• [THE TASK] Print out the entries below with no edits.

• [Lines of data]
## BEGIN

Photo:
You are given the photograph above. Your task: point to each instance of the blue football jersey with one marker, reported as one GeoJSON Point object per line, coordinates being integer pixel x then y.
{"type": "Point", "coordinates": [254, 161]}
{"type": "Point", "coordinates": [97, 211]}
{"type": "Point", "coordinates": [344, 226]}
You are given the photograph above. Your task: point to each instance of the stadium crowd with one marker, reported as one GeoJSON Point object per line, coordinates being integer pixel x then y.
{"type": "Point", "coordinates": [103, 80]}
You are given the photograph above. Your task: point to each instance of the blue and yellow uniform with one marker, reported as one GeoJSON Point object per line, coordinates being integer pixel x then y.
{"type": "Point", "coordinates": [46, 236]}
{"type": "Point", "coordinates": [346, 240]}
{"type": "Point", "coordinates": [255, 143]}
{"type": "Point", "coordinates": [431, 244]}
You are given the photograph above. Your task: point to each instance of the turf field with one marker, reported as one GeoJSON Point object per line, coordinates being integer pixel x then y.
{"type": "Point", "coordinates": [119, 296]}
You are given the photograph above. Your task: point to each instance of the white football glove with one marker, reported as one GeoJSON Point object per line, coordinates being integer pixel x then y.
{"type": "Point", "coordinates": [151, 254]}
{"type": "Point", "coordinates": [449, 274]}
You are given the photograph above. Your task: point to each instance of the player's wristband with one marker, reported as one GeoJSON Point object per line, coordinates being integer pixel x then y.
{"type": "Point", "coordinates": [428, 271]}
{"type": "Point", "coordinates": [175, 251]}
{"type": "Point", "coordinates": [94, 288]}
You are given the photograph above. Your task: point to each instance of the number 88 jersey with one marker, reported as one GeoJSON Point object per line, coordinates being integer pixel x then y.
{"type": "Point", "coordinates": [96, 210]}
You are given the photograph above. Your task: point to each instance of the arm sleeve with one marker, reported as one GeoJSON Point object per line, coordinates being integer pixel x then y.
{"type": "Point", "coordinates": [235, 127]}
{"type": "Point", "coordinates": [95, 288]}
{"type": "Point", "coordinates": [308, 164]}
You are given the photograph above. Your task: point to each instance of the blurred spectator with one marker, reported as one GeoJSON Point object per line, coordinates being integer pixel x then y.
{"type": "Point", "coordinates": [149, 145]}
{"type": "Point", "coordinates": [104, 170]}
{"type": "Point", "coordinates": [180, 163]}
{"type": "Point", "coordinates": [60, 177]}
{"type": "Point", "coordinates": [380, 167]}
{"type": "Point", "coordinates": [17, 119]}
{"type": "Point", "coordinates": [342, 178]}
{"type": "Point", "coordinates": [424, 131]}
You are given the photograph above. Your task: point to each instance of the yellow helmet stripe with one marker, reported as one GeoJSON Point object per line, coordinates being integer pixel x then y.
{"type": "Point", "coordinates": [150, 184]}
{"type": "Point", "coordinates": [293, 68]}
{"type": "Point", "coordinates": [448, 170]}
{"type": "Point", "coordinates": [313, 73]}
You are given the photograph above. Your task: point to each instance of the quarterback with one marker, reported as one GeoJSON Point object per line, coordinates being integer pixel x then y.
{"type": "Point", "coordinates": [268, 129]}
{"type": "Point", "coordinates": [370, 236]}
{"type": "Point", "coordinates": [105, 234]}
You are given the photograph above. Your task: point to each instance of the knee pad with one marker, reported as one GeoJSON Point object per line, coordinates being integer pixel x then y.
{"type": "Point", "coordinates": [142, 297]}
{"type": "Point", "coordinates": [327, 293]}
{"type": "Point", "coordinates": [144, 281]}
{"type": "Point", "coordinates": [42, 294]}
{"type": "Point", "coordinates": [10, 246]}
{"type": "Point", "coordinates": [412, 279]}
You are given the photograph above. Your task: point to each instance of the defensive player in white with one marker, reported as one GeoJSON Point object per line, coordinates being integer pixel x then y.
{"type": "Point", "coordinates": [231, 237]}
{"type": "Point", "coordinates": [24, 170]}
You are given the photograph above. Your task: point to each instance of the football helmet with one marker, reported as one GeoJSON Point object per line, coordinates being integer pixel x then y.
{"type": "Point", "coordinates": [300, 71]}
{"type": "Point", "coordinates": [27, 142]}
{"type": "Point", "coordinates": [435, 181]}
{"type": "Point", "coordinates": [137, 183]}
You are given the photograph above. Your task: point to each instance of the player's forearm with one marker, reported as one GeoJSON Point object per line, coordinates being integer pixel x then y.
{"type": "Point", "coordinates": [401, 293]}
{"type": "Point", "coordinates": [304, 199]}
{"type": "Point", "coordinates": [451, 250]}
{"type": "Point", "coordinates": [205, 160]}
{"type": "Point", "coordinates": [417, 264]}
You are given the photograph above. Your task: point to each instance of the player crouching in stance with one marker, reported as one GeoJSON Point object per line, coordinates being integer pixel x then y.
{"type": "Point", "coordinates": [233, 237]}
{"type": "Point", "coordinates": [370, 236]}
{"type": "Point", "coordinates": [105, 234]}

## END

• [RESULT OF THIS TASK]
Photo:
You are given the photograph above. Your task: point to each instance of the blue football jersey with one marker, reported as one GeoJSON Point object per line, coordinates being integer pixel x then y.
{"type": "Point", "coordinates": [254, 161]}
{"type": "Point", "coordinates": [97, 211]}
{"type": "Point", "coordinates": [344, 226]}
You are given the photograph above. Your task: point to each instance of the stadium crowd with one marker, reported as one GeoJSON Point object per line, coordinates being integer pixel x then y.
{"type": "Point", "coordinates": [103, 80]}
You are given the photograph above. Your task: point to each instance of the blue and yellow uniform with one marker, reported as one GeoJSON Point object per line, coordinates being integer pixel x then y.
{"type": "Point", "coordinates": [46, 236]}
{"type": "Point", "coordinates": [346, 240]}
{"type": "Point", "coordinates": [255, 143]}
{"type": "Point", "coordinates": [431, 244]}
You are given the photograph above. Your task: point to each instance of the turf field with one marker, reported as one GeoJSON Point object per line, coordinates being integer pixel x then y.
{"type": "Point", "coordinates": [119, 296]}
You are given the photograph above. Your task: point to each instance of the white football glove with one marker, reported as one GeoJSON Point object per line, coordinates being integer pixel x then y.
{"type": "Point", "coordinates": [151, 254]}
{"type": "Point", "coordinates": [449, 274]}
You are given the photograph above. Your task: point to each instance of the player's wristband with one marker, reported as one GeoJSON Point object per line, coordinates being integer pixel x then y.
{"type": "Point", "coordinates": [428, 271]}
{"type": "Point", "coordinates": [175, 251]}
{"type": "Point", "coordinates": [94, 288]}
You are given the photograph above. Your task: point to each instance of the number 88 jersey with one marker, reported as one GeoJSON Point object per line, coordinates being integer pixel x then y.
{"type": "Point", "coordinates": [96, 210]}
You are given the photograph above. Your task: point to each instance of the arm sleeve with one marker, reported as one GeoJSON Point object per line, coordinates being integer pixel x then y.
{"type": "Point", "coordinates": [235, 127]}
{"type": "Point", "coordinates": [95, 288]}
{"type": "Point", "coordinates": [308, 164]}
You are given the photograph above. Your task: point to each instance of the blurred spectator with one marker, reported as one GeoJSON Point object per line, coordinates being integer pixel x then y.
{"type": "Point", "coordinates": [149, 145]}
{"type": "Point", "coordinates": [104, 170]}
{"type": "Point", "coordinates": [180, 163]}
{"type": "Point", "coordinates": [60, 177]}
{"type": "Point", "coordinates": [380, 167]}
{"type": "Point", "coordinates": [17, 119]}
{"type": "Point", "coordinates": [342, 178]}
{"type": "Point", "coordinates": [424, 131]}
You are given the photograph above. Your task: point to each instance of the yellow helmet stripe with one marker, reported as one GeoJSON Point object per line, coordinates being integer pixel x then y.
{"type": "Point", "coordinates": [150, 184]}
{"type": "Point", "coordinates": [293, 68]}
{"type": "Point", "coordinates": [448, 170]}
{"type": "Point", "coordinates": [313, 73]}
You are given the photograph above. Your task: point to each instance of the quarterback with one marker, reported as one GeoJSON Point object per line, coordinates being integer pixel x then y.
{"type": "Point", "coordinates": [268, 129]}
{"type": "Point", "coordinates": [370, 236]}
{"type": "Point", "coordinates": [105, 234]}
You are given the photograph above. Your task: point to each instance of the knee pad with one marker, reported as one GeoJSON Point object per line, coordinates being integer pixel x then y.
{"type": "Point", "coordinates": [142, 297]}
{"type": "Point", "coordinates": [327, 293]}
{"type": "Point", "coordinates": [144, 281]}
{"type": "Point", "coordinates": [42, 294]}
{"type": "Point", "coordinates": [10, 246]}
{"type": "Point", "coordinates": [412, 279]}
You are given the photograph above. Your task: point to each instance of the defensive player in white with one marker, reported as one GeoJSON Point object per line, coordinates being integer pixel x then y.
{"type": "Point", "coordinates": [231, 237]}
{"type": "Point", "coordinates": [24, 170]}
You are given the photograph above. Your task: point to each instance of the football helmet with one marker, reported as one GeoJSON Point object per line, coordinates being integer pixel x then y.
{"type": "Point", "coordinates": [300, 71]}
{"type": "Point", "coordinates": [27, 142]}
{"type": "Point", "coordinates": [435, 181]}
{"type": "Point", "coordinates": [137, 183]}
You are given the photograph above. Your task: point to each instance of the player's forearm with one marker, reported as one GeoJSON Point object per line, coordinates being integer pixel x then y.
{"type": "Point", "coordinates": [401, 293]}
{"type": "Point", "coordinates": [304, 199]}
{"type": "Point", "coordinates": [451, 250]}
{"type": "Point", "coordinates": [205, 160]}
{"type": "Point", "coordinates": [417, 264]}
You are given the photograph above. Your task: point to each instance of the player crouching in stance with one marker, reported as one GeoJSON Point object per line, coordinates being integer pixel x then y.
{"type": "Point", "coordinates": [233, 237]}
{"type": "Point", "coordinates": [370, 236]}
{"type": "Point", "coordinates": [105, 234]}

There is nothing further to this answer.